Exercise instructions: Please reproduce the listing word for word. Pictures stay out.

Source material:
※ ※ ※

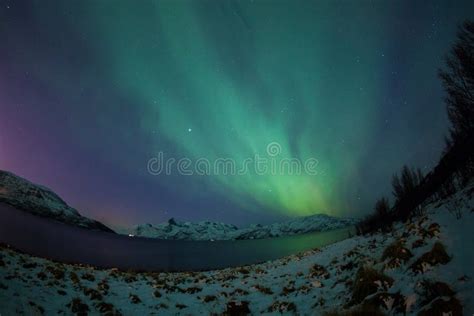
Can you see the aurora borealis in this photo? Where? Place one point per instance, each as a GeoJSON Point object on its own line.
{"type": "Point", "coordinates": [91, 90]}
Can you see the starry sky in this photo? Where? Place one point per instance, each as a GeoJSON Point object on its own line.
{"type": "Point", "coordinates": [91, 90]}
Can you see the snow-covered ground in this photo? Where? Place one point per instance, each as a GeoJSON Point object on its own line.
{"type": "Point", "coordinates": [218, 231]}
{"type": "Point", "coordinates": [39, 200]}
{"type": "Point", "coordinates": [424, 267]}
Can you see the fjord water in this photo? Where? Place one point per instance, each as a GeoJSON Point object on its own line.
{"type": "Point", "coordinates": [65, 243]}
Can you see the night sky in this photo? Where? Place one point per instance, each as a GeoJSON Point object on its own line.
{"type": "Point", "coordinates": [91, 90]}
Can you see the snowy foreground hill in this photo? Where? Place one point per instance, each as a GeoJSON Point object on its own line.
{"type": "Point", "coordinates": [36, 199]}
{"type": "Point", "coordinates": [422, 267]}
{"type": "Point", "coordinates": [218, 231]}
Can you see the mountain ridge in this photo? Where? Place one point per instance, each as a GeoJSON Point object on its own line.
{"type": "Point", "coordinates": [207, 230]}
{"type": "Point", "coordinates": [39, 200]}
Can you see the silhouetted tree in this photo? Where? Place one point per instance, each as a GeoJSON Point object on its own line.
{"type": "Point", "coordinates": [406, 183]}
{"type": "Point", "coordinates": [458, 81]}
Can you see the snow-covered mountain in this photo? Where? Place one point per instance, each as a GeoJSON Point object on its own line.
{"type": "Point", "coordinates": [206, 230]}
{"type": "Point", "coordinates": [38, 200]}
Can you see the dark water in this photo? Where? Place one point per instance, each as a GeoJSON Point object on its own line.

※ ※ ※

Output:
Can you see the aurora borealis in this photo? Where? Place one point per instance, each as a GeoJSON Point object on its own line.
{"type": "Point", "coordinates": [91, 90]}
Can you see the starry sky in this photo? Where? Place one point per instance, each as a GeoJSON Point object on its own line.
{"type": "Point", "coordinates": [91, 90]}
Can you see the snow-covered ground in this photo? Where? Place one point per instance, each as a GeoJSON Point object on its own line.
{"type": "Point", "coordinates": [218, 231]}
{"type": "Point", "coordinates": [39, 200]}
{"type": "Point", "coordinates": [424, 267]}
Can you see the fjord water in this photo? Where? Place one point per instance, each as a GeoJSON Point object on its own line.
{"type": "Point", "coordinates": [65, 243]}
Can you see the night sky in this photo? Where? Place one point per instance, each as a GeoJSON Point object on its own line.
{"type": "Point", "coordinates": [91, 90]}
Can you see the snowy foreground hill in this photo? Where? Place one point per instance, each as a GeoJSON Point object on its own line.
{"type": "Point", "coordinates": [36, 199]}
{"type": "Point", "coordinates": [422, 267]}
{"type": "Point", "coordinates": [218, 231]}
Can you see the mountain ridge in this photo? Where? Place one point per instance, each as a GeoJSON Point object on its own line.
{"type": "Point", "coordinates": [207, 230]}
{"type": "Point", "coordinates": [39, 200]}
Can you see the silhouetted tree in this photo? Where? Place one point per instance, each as a GeoJSON Point object on its own line.
{"type": "Point", "coordinates": [406, 183]}
{"type": "Point", "coordinates": [458, 81]}
Can you see the snow-covered mountain in this photo? Where? Place one point per instance, each as a GeoJSON Point object on its own line.
{"type": "Point", "coordinates": [206, 230]}
{"type": "Point", "coordinates": [38, 200]}
Can you see the dark water in this photo? Where? Place one point per instance, each as a GeoJSON Point object on its own line.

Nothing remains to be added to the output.